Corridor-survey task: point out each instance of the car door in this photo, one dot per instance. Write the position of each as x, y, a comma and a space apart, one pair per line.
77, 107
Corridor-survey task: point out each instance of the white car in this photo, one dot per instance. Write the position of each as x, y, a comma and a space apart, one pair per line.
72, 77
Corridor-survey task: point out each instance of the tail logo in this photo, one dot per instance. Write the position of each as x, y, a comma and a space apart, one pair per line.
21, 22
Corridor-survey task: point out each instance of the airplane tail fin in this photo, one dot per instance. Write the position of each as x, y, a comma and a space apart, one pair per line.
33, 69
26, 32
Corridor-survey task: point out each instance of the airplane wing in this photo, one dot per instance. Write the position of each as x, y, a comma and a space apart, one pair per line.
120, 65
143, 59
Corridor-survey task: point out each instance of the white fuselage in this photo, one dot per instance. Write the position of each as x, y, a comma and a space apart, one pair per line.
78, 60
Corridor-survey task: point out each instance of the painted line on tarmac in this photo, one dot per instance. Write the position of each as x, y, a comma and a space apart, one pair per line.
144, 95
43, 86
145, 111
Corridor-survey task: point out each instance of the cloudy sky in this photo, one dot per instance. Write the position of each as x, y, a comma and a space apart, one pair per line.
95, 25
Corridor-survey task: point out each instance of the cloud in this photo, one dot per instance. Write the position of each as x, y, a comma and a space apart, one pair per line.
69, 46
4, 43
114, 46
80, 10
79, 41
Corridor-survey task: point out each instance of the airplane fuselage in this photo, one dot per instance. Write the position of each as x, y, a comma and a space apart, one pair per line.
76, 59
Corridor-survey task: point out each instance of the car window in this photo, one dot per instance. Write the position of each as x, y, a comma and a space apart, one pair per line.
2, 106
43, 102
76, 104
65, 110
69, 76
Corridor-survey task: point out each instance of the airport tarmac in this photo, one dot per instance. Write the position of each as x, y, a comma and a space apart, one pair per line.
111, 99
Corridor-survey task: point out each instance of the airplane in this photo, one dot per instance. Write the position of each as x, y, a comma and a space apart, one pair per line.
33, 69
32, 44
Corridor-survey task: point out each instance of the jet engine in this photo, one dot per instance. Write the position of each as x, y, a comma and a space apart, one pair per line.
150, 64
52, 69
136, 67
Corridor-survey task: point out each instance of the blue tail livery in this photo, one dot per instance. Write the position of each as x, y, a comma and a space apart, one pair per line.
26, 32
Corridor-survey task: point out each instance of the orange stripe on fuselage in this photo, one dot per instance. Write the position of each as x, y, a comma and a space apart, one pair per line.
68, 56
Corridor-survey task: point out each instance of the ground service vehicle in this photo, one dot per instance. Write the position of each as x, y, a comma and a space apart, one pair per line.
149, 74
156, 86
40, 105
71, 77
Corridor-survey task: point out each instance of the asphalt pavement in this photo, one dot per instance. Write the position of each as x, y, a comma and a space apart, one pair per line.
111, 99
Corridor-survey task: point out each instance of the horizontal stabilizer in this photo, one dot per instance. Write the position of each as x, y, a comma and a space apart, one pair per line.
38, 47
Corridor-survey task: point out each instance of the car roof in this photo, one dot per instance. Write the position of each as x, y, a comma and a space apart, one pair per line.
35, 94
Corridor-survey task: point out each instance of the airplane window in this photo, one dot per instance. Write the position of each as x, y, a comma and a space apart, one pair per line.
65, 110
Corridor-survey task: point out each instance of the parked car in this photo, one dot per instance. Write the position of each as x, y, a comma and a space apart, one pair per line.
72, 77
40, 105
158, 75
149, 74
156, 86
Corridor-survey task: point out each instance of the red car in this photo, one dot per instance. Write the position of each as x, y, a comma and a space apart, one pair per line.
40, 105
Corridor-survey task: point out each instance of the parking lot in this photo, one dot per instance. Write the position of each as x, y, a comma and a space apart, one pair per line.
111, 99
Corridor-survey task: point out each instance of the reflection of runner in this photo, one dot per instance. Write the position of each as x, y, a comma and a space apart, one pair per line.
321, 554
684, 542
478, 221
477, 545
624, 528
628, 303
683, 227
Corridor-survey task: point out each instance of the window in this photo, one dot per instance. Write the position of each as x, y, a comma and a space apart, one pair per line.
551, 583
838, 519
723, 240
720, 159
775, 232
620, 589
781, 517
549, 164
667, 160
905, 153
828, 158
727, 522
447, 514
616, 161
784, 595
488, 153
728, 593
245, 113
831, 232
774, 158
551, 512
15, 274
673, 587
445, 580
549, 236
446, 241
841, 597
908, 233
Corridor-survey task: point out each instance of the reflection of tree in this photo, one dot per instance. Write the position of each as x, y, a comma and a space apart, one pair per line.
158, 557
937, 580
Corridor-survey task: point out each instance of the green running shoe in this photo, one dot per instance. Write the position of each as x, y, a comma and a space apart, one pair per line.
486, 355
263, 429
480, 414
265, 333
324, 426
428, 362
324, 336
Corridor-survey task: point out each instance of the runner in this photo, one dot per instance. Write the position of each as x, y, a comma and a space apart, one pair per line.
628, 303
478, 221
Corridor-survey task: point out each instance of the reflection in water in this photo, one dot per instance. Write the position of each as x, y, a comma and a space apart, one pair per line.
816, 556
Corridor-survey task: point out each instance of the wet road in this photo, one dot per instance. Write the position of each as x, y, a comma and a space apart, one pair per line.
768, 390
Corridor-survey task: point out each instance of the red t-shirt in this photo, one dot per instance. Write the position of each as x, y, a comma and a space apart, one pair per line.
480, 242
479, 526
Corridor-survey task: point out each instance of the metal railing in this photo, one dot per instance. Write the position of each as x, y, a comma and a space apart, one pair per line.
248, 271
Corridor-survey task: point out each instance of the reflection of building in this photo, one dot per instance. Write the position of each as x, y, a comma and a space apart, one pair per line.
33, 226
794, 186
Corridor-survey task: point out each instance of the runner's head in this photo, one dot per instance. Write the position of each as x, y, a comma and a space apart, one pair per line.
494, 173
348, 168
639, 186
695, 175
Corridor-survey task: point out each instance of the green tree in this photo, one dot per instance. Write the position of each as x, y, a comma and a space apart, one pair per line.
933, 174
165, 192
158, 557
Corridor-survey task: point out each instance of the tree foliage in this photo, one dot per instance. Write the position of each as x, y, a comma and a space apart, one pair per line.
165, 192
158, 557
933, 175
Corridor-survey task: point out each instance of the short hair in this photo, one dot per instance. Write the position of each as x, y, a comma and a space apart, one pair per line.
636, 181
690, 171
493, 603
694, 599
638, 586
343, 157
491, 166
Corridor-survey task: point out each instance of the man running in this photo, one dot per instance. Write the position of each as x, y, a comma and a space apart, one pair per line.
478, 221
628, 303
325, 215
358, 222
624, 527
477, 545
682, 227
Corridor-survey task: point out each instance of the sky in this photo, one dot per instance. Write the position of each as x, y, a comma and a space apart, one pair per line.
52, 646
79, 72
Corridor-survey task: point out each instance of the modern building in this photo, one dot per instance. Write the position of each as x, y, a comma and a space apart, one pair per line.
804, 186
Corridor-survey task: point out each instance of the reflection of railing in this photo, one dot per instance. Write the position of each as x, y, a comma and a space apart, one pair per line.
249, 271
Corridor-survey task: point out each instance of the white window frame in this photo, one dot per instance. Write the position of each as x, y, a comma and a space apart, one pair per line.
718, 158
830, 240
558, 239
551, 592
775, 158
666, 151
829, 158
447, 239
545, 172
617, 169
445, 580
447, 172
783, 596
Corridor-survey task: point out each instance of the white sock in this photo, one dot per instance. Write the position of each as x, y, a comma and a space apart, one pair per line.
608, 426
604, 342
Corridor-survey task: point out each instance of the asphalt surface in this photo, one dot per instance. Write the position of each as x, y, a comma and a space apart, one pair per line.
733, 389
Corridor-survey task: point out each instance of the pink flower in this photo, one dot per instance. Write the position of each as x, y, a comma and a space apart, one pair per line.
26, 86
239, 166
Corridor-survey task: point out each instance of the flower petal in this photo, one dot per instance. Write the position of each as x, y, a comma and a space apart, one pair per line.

===============

◆ **EXERCISE DESCRIPTION**
Only the lines from the one with "Corridor-survey task: point out each instance of the man" to the end of the entries above belong in your answer. Retype them exactly.

◆ **WRITTEN RESPONSE**
Corridor-survey task: point out each instance of the man running in this photo, one dot per instance. Write the position of each as x, y, a comma and a space apart, one pair per line.
478, 221
628, 303
325, 215
358, 222
624, 527
477, 545
682, 227
Corridor-survey task: point out each instance of the sky in this photo, one dot per instance. Write the position of each as x, y, a comma and a space apart, one pair per line.
52, 646
79, 72
Corridor-survey task: point out each instance of the modern building in this photo, one dot per instance. Write the position of each as x, y, a comma and a space apart, one pair per line.
804, 186
Corridor-survey task: point out each instance of the reflection of railing in this photo, one dot per instance. Write the position of each as x, y, a comma and a space apart, one pair per line.
249, 271
Corridor-survey task: point out each instance of the white window frame in this photo, one dot per instance. Write the position of each as x, y, a comma and a space apart, one pair per line.
718, 158
830, 240
558, 239
551, 592
775, 158
666, 151
829, 158
447, 239
545, 172
617, 169
445, 580
447, 172
783, 596
Corridor-survey task: point out each instance of the white sock in this photo, one dot per instance. Write the position of each as x, y, a comma and a space apart, one pair per line.
608, 426
604, 342
Corridor-survey task: point out each instance of the asphalt surface in this photo, one dot per instance. Write the position of each as x, y, a comma and a space apart, one pair per line.
733, 389
Corridor-survey task: point out each instance of the pink flower in this photo, one dot per instance. Write the position of each as x, y, a comma and a space apart, one pair per line.
26, 86
239, 166
Corridor-survey task: point out each instance of the flower petal in this photo, one dot per instance. Write the position of each as x, y, a comma and a space apart, one pair per line.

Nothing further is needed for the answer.